Excerpt.
# Sheep on the San Juan



## hojo (Jun 26, 2008)

Oh boy.


----------



## TakemetotheRiver (Oct 4, 2007)

Brian- we saw over 75 sheep in July on that stretch, the most by triple at least I've ever seen down there. A friend of mine just got back from the upper stretch last weekend and said they had a fighting pair at Midway camp when they pulled up- they waited for a while in the boats, but eventually got out. The sheep never even acknowledged them- kept right on fighting and headbutting (with equipment ready apparently) all night long. A group of about 30 females and young ones stayed across the river.


----------



## Snowhere (Feb 21, 2008)

We just got off and did see a decent amount of them, but no fighting.


----------



## montuckyhuck (Mar 14, 2010)

Finally the buzz is back to sheep, JD?


----------



## mjibilian (Sep 9, 2008)

Stored rows.
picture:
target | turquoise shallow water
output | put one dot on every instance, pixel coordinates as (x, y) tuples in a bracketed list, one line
--
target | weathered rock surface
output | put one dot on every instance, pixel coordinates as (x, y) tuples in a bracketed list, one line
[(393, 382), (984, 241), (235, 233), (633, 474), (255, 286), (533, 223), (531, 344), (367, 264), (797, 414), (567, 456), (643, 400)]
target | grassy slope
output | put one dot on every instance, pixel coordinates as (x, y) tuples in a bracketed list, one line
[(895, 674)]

Task description.
Copy the San Juan sheep thread starting at "## TakemetotheRiver (Oct" and ending at "(Feb 21, 2008)", changing "boats" to "rafts".

Exercise answer.
## TakemetotheRiver (Oct 4, 2007)

Brian- we saw over 75 sheep in July on that stretch, the most by triple at least I've ever seen down there. A friend of mine just got back from the upper stretch last weekend and said they had a fighting pair at Midway camp when they pulled up- they waited for a while in the rafts, but eventually got out. The sheep never even acknowledged them- kept right on fighting and headbutting (with equipment ready apparently) all night long. A group of about 30 females and young ones stayed across the river.


----------



## Snowhere (Feb 21, 2008)